GIVEN INSTRUCTION A :: Identify each line in the entries that contains the string "sweater", and copy those lines.

* Begin SOURCE PASSAGE *

Section "ServerFlags"

# Uncomment this to cause a core dump at the spot where a signal is 

# received.  This may leave the console in an unusable state, but may

# provide a better stack trace in the core dump to aid in debugging

#    Option "NoTrapSignals"

# Uncomment this to disable the <Crtl><Alt><Fn> VT switch sequence

# (where n is 1 through 12).  This allows clients to receive these key

# events.

#    Option "DontVTSwitch"

# Uncomment this to disable the <Crtl><Alt><BS> server abort sequence

# This allows clients to receive this key event.

#    Option "DontZap"

# Uncomment this to disable the <Crtl><Alt><KP_+>/<KP_-> mode switching

# sequences.  This allows clients to receive these key events.

#    Option "Dont Zoom"

# Uncomment this to disable tuning with the xvidtune client. With

# it the client can still run and fetch card and monitor attributes,

# but it will not be allowed to change them. If it tries it will

# receive a protocol error.

#    Option "DisableVidModeExtension"

# Uncomment this to enable the use of a non-local xvidtune client. 

#    Option "AllowNonLocalXvidtune"

# Uncomment this to disable dynamically modifying the input device

# (mouse and keyboard) settings. 

#    Option "DisableModInDev"

# Uncomment this to enable the use of a non-local client to

# change the keyboard or mouse settings (currently only xset).

#    Option "AllowNonLocalModInDev"

EndSection

# **********************************************************************

# Input devices

# **********************************************************************

# **********************************************************************

# Core keyboard's InputDevice section

# **********************************************************************

Section "InputDevice"

    Identifier   "Keyboard1"

    Driver   "Keyboard"

# For most OSs the protocol can be omitted (it defaults to "Standard").

# When using XQUEUE (only for SVR3 and SVR4, but not Solaris),

# uncomment the following line.

#    Option     "Protocol"      "Xqueue"

    Option "AutoRepeat" "500 30"

# Specify which keyboard LEDs can be user-controlled (eg, with xset(1))

* End SOURCE PASSAGE *
* Begin RECORDS *

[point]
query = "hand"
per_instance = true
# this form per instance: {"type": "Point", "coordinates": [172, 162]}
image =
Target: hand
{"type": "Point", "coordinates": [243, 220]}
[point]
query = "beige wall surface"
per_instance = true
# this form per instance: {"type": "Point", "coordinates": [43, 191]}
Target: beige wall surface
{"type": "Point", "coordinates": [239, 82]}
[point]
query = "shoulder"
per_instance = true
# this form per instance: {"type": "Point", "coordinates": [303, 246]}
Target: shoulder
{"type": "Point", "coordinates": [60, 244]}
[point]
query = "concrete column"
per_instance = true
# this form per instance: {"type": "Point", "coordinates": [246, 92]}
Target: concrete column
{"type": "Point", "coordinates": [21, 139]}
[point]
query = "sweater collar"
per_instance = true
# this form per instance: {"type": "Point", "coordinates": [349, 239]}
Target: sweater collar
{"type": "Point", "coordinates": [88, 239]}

* End RECORDS *
* Begin RECORDS *

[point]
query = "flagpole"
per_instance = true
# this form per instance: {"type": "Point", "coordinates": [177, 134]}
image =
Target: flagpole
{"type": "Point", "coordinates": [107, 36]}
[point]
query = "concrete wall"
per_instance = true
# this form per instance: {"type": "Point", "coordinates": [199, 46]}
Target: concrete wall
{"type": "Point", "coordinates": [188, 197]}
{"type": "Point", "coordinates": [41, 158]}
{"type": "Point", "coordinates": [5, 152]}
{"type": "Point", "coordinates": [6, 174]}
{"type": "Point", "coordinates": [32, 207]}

* End RECORDS *

GIVEN INSTRUCTION B ::
Answer these questions using the configuration excerpt:
(i) Which option disables the <Crtl><Alt><BS> server abort sequence?
(ii) For most OSs, what does the keyboard protocol default to?
(iii) What value is given for the "AutoRepeat" option?

FULL RESPONSE A ::
query = "sweater collar"
Target: sweater collar

FULL RESPONSE B ::
(i) "DontZap"
(ii) "Standard"
(iii) "500 30"